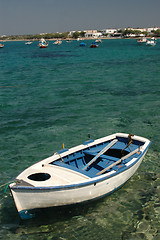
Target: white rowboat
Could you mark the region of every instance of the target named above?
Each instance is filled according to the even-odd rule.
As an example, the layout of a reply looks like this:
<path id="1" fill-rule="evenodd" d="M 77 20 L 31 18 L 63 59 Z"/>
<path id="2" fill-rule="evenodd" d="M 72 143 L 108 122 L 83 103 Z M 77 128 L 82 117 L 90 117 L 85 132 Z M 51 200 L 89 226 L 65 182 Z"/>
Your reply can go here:
<path id="1" fill-rule="evenodd" d="M 30 210 L 97 199 L 121 187 L 138 169 L 150 141 L 116 133 L 62 149 L 19 174 L 9 185 L 22 219 Z"/>

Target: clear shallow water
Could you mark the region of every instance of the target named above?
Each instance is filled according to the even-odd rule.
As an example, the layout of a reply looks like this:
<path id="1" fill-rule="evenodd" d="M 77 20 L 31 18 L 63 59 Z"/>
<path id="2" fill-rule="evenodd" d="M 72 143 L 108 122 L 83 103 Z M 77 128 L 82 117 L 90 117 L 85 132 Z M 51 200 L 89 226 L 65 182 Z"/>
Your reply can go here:
<path id="1" fill-rule="evenodd" d="M 115 132 L 152 144 L 120 190 L 86 205 L 39 211 L 21 221 L 0 188 L 0 239 L 159 239 L 160 41 L 6 42 L 0 49 L 0 185 L 31 164 Z"/>

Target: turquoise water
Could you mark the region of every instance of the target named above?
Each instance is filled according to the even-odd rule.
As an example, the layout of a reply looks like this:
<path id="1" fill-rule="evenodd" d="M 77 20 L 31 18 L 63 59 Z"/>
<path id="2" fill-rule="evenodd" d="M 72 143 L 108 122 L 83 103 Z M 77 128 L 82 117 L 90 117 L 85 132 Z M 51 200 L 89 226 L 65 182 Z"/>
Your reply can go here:
<path id="1" fill-rule="evenodd" d="M 0 49 L 0 185 L 62 149 L 115 132 L 152 144 L 136 174 L 101 200 L 20 220 L 0 188 L 0 239 L 160 238 L 160 40 L 6 42 Z"/>

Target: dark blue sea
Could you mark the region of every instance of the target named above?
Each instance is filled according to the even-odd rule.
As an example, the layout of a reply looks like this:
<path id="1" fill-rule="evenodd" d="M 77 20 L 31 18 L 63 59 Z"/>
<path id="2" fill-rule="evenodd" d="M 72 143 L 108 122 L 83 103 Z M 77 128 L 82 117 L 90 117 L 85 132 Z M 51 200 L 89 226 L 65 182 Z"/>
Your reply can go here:
<path id="1" fill-rule="evenodd" d="M 5 42 L 0 49 L 0 239 L 160 239 L 160 40 Z M 22 221 L 7 183 L 54 152 L 115 132 L 152 144 L 110 196 Z M 5 191 L 5 193 L 4 193 Z"/>

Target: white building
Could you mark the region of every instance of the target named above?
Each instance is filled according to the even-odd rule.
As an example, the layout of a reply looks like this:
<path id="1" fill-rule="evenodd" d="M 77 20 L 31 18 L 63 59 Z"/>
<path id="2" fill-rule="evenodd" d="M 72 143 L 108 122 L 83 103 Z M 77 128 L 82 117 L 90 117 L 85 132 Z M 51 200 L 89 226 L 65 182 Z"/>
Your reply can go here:
<path id="1" fill-rule="evenodd" d="M 103 29 L 102 30 L 102 34 L 105 35 L 105 34 L 114 34 L 117 32 L 117 29 L 115 28 L 109 28 L 109 29 Z"/>
<path id="2" fill-rule="evenodd" d="M 86 30 L 84 32 L 86 38 L 98 38 L 102 36 L 102 33 L 97 32 L 97 30 Z"/>
<path id="3" fill-rule="evenodd" d="M 155 27 L 155 28 L 146 28 L 146 31 L 148 33 L 151 33 L 152 31 L 157 31 L 159 28 Z"/>

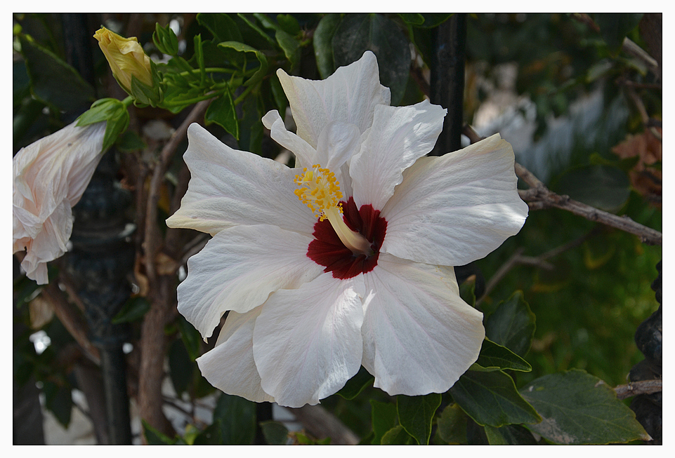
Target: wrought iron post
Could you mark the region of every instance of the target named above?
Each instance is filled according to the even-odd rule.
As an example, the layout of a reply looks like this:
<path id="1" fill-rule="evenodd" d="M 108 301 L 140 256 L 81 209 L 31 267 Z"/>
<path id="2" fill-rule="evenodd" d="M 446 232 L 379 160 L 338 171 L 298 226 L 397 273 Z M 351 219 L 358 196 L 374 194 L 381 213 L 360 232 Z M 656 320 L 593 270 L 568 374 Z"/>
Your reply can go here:
<path id="1" fill-rule="evenodd" d="M 464 58 L 466 15 L 457 13 L 436 29 L 431 55 L 431 103 L 447 109 L 443 131 L 431 155 L 442 156 L 461 148 L 464 122 Z"/>
<path id="2" fill-rule="evenodd" d="M 80 299 L 92 343 L 100 350 L 105 412 L 110 444 L 131 444 L 126 363 L 122 346 L 128 328 L 113 324 L 113 317 L 129 299 L 127 276 L 133 269 L 134 249 L 129 237 L 135 229 L 124 210 L 129 192 L 114 180 L 114 151 L 101 159 L 81 200 L 73 207 L 72 249 L 66 271 Z"/>

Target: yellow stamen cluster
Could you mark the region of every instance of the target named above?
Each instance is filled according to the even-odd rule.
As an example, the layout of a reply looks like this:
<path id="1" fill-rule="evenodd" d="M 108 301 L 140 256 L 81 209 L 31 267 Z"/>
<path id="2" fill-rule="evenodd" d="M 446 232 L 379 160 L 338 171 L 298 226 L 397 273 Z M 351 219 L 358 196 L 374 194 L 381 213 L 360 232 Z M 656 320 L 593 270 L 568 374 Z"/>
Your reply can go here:
<path id="1" fill-rule="evenodd" d="M 337 208 L 340 214 L 342 213 L 340 182 L 336 181 L 333 172 L 316 164 L 310 170 L 304 168 L 303 173 L 296 175 L 293 181 L 300 187 L 294 191 L 295 195 L 309 207 L 320 221 L 327 217 L 329 210 Z"/>

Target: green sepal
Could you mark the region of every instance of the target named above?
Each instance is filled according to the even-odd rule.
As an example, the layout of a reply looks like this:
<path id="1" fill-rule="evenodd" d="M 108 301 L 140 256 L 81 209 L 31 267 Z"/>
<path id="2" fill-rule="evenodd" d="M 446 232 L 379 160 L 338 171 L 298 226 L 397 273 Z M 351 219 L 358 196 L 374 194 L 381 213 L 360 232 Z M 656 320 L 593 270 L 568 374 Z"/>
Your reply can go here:
<path id="1" fill-rule="evenodd" d="M 178 53 L 178 39 L 168 25 L 163 27 L 159 22 L 155 25 L 152 41 L 159 52 L 163 54 L 176 55 Z"/>
<path id="2" fill-rule="evenodd" d="M 84 127 L 90 124 L 105 121 L 105 133 L 103 134 L 102 151 L 117 140 L 129 125 L 129 114 L 126 106 L 120 100 L 105 98 L 96 100 L 91 107 L 77 118 L 77 126 Z"/>

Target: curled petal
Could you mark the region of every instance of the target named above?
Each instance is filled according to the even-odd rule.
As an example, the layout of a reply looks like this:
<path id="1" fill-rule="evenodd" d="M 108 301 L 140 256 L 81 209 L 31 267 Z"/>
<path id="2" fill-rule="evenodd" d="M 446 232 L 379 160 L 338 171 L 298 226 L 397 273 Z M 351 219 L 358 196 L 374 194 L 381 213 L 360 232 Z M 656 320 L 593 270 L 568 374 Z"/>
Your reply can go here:
<path id="1" fill-rule="evenodd" d="M 188 261 L 178 311 L 210 337 L 225 311 L 247 312 L 277 290 L 298 288 L 321 274 L 306 255 L 311 241 L 266 224 L 221 231 Z"/>
<path id="2" fill-rule="evenodd" d="M 296 290 L 280 290 L 263 305 L 253 352 L 261 386 L 281 405 L 317 404 L 361 364 L 360 294 L 363 276 L 323 274 Z"/>
<path id="3" fill-rule="evenodd" d="M 325 80 L 289 76 L 280 69 L 277 75 L 290 102 L 298 135 L 314 148 L 333 121 L 355 124 L 363 133 L 372 124 L 375 106 L 388 105 L 391 98 L 388 88 L 380 84 L 377 60 L 371 51 Z"/>
<path id="4" fill-rule="evenodd" d="M 446 112 L 428 100 L 409 107 L 375 107 L 372 128 L 350 166 L 358 207 L 384 207 L 403 180 L 403 170 L 433 149 Z"/>
<path id="5" fill-rule="evenodd" d="M 169 227 L 213 235 L 239 224 L 273 224 L 312 234 L 316 218 L 294 194 L 297 170 L 232 149 L 199 124 L 188 128 L 188 139 L 183 158 L 192 177 Z"/>
<path id="6" fill-rule="evenodd" d="M 216 347 L 197 358 L 197 363 L 204 377 L 219 390 L 256 403 L 274 402 L 260 386 L 253 360 L 253 330 L 261 308 L 243 314 L 230 311 Z"/>
<path id="7" fill-rule="evenodd" d="M 423 157 L 382 209 L 382 250 L 418 262 L 461 266 L 516 235 L 527 217 L 513 150 L 495 134 L 440 157 Z"/>
<path id="8" fill-rule="evenodd" d="M 105 123 L 75 123 L 25 148 L 12 163 L 14 252 L 27 249 L 22 267 L 39 284 L 46 263 L 61 256 L 72 231 L 71 207 L 79 201 L 101 158 Z"/>
<path id="9" fill-rule="evenodd" d="M 363 365 L 391 395 L 444 393 L 478 357 L 483 314 L 452 268 L 380 255 L 364 275 Z"/>

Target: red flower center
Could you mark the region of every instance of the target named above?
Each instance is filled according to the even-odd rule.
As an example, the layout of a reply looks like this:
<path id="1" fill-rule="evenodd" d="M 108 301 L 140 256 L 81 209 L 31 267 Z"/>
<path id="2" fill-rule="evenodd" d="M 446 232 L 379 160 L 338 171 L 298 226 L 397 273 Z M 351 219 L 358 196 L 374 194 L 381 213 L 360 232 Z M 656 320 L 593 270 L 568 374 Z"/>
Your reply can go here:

Exercise task
Copy out, word for word, the stretch of the records from the line containing "Target: dark blue sea" through the line containing "239 L 160 239", with both of those lines included.

Exercise result
Target: dark blue sea
Could you mark the region of every instance of the target named above?
Each instance is filled according to the even-odd rule.
As an example, the layout of a reply looks like this:
<path id="1" fill-rule="evenodd" d="M 77 20 L 31 18 L 63 59 Z"/>
<path id="2" fill-rule="evenodd" d="M 72 143 L 108 122 L 83 103 Z M 77 128 L 82 117 L 90 117 L 85 132 Z M 51 200 L 89 226 L 65 182 Z"/>
Your reply can go here:
<path id="1" fill-rule="evenodd" d="M 5 42 L 0 49 L 0 239 L 160 239 L 160 40 Z M 22 221 L 7 183 L 54 152 L 115 132 L 152 144 L 110 196 Z M 5 191 L 5 193 L 4 193 Z"/>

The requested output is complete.